São Paulo / SP - Brasil
78 anos, Administrador de Empresas e Contador

TIA KATSUKO


Ela era silenciosa. Seus passos eram silenciosos. Pareciam passos de gato. Sua presença só era perceptível ao vê-la. Mesmo usando tamancos, os seus passos eram silenciosos. As solas de seus tamancos se desgastavam por igual. O desgaste da sola dos tamancos de outras crianças começava pela parte traseira da sola de forma irregular. Isto porque elas caminhavam arrastando os tamancos. Era um barulho ensurdecedor. Apesar do chão de terra batida, à noite, após o banho, as crianças andavam pela casa provocando um barulho irritante. Era um tac, tac, tac incessante. Durante o dia, as crianças andavam descalças. Sapato era artigo de luxo. Só se usava para ir à escola, à cidade ou para alguma festa.
Ela pouco sorria, também pouco esbravejava. Nas poucas vezes que a vi sorrindo, percebi um sorriso bonito, com covinha nas bochechas. Isolava-se no seu silêncio, pouco notado pelos outros. Eu sempre a imaginei minha irmã. Aos poucos fiquei sabendo que era minha tia, irmã do meu pai. Sua mãe, minha avó, falecera quando ela tinha apenas dois anos. A convivência com a mãe foi muito passageira. Talvez não tivera tempo de chamá-la de okaatian (mãezinha). O seu pai, meu avô, cuidara dela com todo o carinho. Pelos menos é o que se percebe nas fotos da época. Mas, o pai também faleceu precocemente, e de forma triste. Três anos após a morte da mãe, o pai sofreu derrame cerebral, vegetando nos últimos anos de sua vida, até o falecimento em setembro de 1944. Ela tinha apenas seis anos. A partir daí foi criada pelo irmão mais velho e pela cunhada. Talvez a sua solidão devesse à consciência de sua orfandade. Não podia dizer: okaatian, tinha que falar oneesan (irmã mais velha, no caso a cunhada), nem podia chorar no colo do otootian (paizinho), pois o seu substituto era o oniitian (irmão mais velho). Preferia o silêncio ao protesto, ao esbravejamento irracional. No silencio cumpria suas obrigações.

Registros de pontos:
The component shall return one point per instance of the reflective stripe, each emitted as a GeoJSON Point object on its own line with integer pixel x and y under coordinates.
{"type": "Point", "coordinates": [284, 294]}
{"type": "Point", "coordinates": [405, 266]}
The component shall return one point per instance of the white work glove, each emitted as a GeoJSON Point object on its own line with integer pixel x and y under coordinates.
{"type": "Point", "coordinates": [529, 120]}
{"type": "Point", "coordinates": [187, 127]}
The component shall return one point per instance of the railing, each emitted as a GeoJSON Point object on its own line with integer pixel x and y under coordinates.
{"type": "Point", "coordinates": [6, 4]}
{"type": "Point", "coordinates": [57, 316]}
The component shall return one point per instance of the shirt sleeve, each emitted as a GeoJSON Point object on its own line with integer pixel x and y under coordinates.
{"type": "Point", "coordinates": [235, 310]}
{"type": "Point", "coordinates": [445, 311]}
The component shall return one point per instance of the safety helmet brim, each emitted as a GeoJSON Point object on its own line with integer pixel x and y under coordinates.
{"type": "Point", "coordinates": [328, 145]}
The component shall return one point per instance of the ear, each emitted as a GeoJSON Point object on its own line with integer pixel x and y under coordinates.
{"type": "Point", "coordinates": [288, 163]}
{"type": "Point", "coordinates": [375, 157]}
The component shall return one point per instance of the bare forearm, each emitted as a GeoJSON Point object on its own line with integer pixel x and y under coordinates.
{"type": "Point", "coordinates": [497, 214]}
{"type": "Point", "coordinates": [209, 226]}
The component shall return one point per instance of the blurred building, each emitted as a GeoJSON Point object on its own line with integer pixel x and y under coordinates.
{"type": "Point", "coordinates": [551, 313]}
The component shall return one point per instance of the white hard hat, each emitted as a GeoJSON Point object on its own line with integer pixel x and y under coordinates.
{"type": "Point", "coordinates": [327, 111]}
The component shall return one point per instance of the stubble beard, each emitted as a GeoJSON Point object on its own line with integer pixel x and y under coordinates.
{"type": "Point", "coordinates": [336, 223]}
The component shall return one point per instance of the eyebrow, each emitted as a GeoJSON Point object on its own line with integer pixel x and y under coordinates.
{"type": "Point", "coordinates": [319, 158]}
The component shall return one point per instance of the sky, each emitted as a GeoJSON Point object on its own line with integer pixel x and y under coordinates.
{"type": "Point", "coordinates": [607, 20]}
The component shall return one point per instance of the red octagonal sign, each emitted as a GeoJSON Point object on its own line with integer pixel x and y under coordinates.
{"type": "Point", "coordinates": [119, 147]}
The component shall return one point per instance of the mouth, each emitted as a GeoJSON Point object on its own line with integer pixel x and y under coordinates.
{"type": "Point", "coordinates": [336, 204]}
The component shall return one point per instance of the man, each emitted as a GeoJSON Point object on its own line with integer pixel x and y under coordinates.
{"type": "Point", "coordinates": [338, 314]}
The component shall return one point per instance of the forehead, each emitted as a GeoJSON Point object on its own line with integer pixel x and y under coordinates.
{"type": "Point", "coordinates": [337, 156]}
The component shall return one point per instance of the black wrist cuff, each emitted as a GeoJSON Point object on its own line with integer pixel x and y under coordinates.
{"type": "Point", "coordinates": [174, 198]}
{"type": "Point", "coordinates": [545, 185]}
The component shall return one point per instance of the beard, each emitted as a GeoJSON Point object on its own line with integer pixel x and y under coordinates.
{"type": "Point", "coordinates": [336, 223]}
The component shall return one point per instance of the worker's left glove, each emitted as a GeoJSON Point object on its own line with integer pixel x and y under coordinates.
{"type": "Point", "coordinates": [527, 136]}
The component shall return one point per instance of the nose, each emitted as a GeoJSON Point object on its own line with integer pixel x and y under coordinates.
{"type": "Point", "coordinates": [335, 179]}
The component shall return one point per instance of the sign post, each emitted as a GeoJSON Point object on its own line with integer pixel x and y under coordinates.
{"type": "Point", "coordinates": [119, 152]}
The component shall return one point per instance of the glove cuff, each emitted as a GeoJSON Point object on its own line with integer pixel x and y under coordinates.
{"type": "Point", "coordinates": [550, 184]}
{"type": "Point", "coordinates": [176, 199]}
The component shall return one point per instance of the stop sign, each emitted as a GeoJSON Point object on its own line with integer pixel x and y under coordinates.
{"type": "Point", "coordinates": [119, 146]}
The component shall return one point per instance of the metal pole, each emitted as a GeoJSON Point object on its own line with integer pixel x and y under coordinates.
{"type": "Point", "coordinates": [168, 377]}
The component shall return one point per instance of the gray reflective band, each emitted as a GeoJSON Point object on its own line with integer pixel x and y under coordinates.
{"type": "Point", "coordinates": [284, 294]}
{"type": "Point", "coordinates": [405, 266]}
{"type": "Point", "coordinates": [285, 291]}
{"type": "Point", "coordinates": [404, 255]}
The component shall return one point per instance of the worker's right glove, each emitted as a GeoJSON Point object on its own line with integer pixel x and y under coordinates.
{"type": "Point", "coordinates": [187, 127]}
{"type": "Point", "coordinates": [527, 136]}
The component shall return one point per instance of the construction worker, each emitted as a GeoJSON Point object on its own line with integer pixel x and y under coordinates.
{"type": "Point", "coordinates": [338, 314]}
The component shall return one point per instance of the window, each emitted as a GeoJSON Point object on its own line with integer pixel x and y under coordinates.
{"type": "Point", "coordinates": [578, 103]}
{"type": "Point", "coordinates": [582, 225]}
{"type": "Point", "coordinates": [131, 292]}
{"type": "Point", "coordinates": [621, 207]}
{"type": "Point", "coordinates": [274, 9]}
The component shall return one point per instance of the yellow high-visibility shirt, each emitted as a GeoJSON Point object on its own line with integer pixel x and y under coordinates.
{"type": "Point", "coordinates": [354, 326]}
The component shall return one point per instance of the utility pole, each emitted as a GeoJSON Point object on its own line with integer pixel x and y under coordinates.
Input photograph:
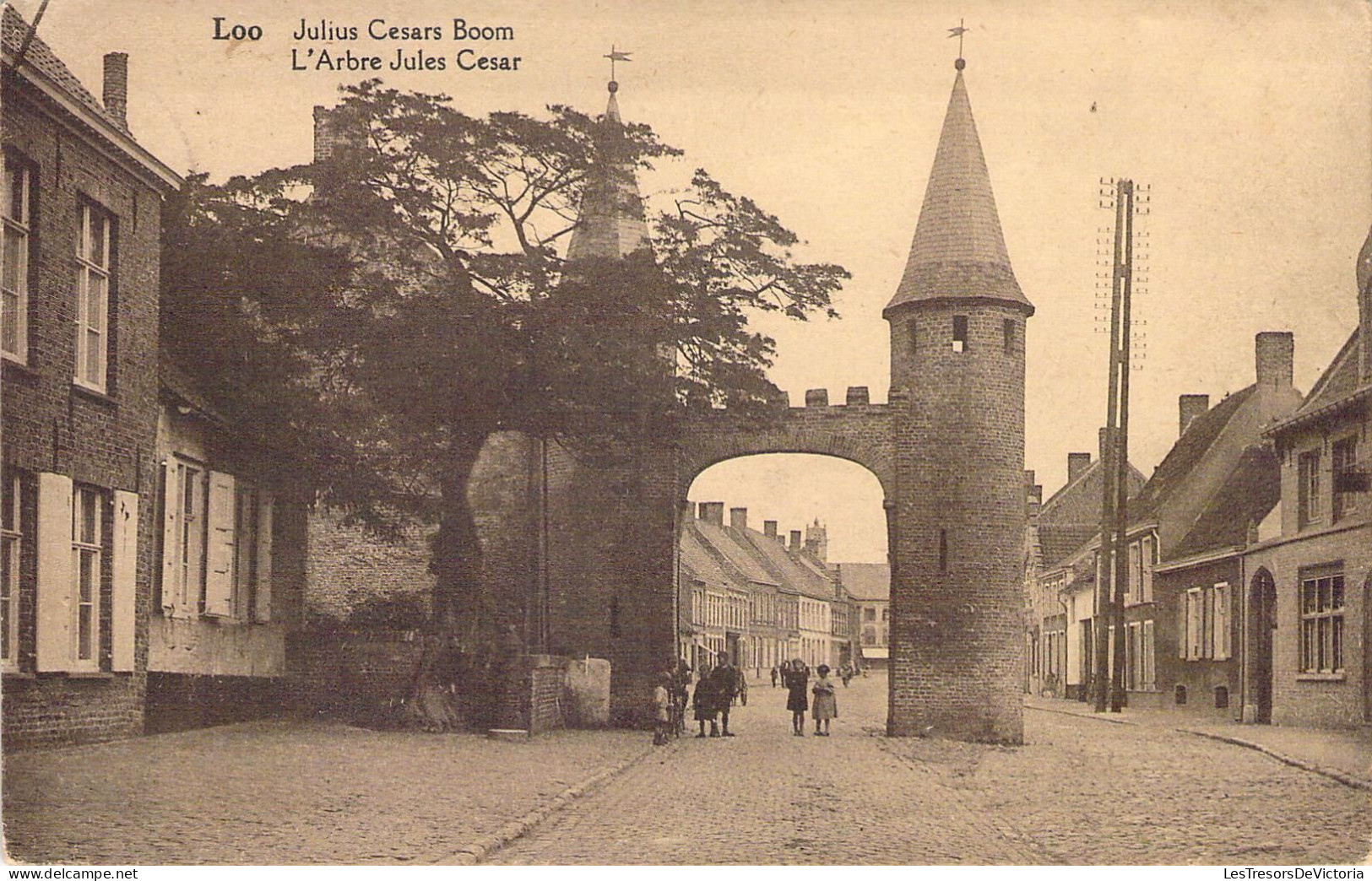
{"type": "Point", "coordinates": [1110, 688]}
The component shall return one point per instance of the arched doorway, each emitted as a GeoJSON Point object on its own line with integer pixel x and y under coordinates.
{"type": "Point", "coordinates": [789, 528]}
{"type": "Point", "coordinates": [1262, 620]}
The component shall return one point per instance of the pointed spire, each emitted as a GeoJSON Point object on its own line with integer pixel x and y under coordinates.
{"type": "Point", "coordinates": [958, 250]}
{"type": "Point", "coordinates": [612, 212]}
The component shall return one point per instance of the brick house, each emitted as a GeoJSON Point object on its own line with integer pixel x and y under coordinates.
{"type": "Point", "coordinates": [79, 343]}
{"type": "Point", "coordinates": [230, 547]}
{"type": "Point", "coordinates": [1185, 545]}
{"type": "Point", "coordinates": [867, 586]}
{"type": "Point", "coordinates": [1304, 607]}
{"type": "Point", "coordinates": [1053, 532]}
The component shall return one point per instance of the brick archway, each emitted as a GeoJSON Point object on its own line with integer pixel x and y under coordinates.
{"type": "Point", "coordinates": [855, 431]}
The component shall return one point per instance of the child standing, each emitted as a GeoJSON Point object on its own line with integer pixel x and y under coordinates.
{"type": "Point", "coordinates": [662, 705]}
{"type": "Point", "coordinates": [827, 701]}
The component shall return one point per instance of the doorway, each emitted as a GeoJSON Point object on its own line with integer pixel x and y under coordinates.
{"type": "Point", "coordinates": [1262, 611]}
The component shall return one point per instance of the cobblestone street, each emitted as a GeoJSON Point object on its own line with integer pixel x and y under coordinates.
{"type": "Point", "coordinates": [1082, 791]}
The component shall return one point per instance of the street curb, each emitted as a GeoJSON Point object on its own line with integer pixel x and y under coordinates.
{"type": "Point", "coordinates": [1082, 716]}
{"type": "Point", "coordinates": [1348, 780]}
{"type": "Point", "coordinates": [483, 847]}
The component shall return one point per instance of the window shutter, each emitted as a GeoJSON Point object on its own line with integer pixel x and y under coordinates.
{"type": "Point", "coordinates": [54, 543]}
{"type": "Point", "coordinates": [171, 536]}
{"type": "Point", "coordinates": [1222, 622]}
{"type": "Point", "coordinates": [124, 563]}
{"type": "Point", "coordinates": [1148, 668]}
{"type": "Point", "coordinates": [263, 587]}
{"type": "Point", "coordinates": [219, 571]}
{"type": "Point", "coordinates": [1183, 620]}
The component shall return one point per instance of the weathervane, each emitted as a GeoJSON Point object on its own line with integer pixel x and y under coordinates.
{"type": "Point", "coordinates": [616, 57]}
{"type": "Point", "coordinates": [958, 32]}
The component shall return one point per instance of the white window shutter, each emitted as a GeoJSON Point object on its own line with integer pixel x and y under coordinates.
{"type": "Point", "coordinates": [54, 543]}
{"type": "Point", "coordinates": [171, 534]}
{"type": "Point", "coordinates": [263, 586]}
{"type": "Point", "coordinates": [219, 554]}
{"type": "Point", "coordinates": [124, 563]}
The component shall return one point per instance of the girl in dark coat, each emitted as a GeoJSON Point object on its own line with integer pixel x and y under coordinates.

...

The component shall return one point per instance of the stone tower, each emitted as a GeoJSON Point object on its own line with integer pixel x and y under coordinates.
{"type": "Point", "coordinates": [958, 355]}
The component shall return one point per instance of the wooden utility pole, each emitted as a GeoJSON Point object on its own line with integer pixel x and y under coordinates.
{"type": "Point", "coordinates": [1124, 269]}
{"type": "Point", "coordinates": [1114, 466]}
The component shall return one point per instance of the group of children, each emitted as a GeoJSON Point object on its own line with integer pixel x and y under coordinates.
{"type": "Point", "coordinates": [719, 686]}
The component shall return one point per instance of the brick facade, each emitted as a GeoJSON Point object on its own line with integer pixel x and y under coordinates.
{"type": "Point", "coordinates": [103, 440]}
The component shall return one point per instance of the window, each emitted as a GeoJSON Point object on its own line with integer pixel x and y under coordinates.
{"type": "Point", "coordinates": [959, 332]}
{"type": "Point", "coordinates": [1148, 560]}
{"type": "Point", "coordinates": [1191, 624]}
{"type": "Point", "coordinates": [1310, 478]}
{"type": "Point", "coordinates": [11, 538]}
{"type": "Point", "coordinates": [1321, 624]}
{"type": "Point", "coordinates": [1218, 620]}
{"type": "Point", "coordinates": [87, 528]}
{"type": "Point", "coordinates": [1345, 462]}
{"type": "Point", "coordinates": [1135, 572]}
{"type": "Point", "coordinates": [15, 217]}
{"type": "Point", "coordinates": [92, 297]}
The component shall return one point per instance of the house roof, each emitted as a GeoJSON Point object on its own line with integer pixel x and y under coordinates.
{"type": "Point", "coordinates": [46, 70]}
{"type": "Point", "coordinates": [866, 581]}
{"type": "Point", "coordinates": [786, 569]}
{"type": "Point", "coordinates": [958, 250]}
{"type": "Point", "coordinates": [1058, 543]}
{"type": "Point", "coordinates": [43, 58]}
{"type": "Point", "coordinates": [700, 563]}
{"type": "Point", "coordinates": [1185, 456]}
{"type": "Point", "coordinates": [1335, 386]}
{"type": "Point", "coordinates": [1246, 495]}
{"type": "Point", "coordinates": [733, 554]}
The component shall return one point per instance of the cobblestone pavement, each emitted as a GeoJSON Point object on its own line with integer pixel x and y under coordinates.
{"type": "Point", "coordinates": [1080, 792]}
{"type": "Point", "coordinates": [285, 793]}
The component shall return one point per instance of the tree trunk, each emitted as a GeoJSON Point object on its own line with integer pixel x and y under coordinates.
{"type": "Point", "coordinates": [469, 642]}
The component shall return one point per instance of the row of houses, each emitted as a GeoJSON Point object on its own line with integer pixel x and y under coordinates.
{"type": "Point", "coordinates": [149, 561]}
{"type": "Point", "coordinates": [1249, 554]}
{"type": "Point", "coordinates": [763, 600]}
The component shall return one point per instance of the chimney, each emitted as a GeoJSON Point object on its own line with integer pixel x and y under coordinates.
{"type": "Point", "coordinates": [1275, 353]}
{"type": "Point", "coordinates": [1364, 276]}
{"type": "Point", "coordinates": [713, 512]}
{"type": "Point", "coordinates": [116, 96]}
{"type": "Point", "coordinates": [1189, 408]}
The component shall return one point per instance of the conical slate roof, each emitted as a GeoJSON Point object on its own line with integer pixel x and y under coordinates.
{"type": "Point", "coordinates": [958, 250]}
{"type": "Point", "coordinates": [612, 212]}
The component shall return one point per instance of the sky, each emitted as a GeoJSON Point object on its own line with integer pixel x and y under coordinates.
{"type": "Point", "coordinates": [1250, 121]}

● TRABALHO A FAZER:
A - Reescreva o trecho do texto sobre a tia Katsuko que começa em "Ela era silenciosa." e termina em "para alguma festa.", substituindo "tamancos" por "chinelos".
B - Imprima, sem nenhuma alteração, as linhas da listagem começando na linha que contém "the weathervane, each" e terminando na que contém "The component shall return one point per instance of the girl", incluindo ambas.
O texto sobre a tia Katsuko e a listagem são materiais independentes entre si.

● RESPOSTAS POR TAREFA:
A -
Ela era silenciosa. Seus passos eram silenciosos. Pareciam passos de gato. Sua presença só era perceptível ao vê-la. Mesmo usando chinelos, os seus passos eram silenciosos. As solas de seus chinelos se desgastavam por igual. O desgaste da sola dos chinelos de outras crianças começava pela parte traseira da sola de forma irregular. Isto porque elas caminhavam arrastando os chinelos. Era um barulho ensurdecedor. Apesar do chão de terra batida, à noite, após o banho, as crianças andavam pela casa provocando um barulho irritante. Era um tac, tac, tac incessante. Durante o dia, as crianças andavam descalças. Sapato era artigo de luxo. Só se usava para ir à escola, à cidade ou para alguma festa.

B -
The component shall return one point per instance of the weathervane, each emitted as a GeoJSON Point object on its own line with integer pixel x and y under coordinates.
{"type": "Point", "coordinates": [616, 57]}
{"type": "Point", "coordinates": [958, 32]}
The component shall return one point per instance of the white window shutter, each emitted as a GeoJSON Point object on its own line with integer pixel x and y under coordinates.
{"type": "Point", "coordinates": [54, 543]}
{"type": "Point", "coordinates": [171, 534]}
{"type": "Point", "coordinates": [263, 586]}
{"type": "Point", "coordinates": [219, 554]}
{"type": "Point", "coordinates": [124, 563]}
The component shall return one point per instance of the girl in dark coat, each emitted as a GeoJSON Point object on its own line with integer pixel x and y under coordinates.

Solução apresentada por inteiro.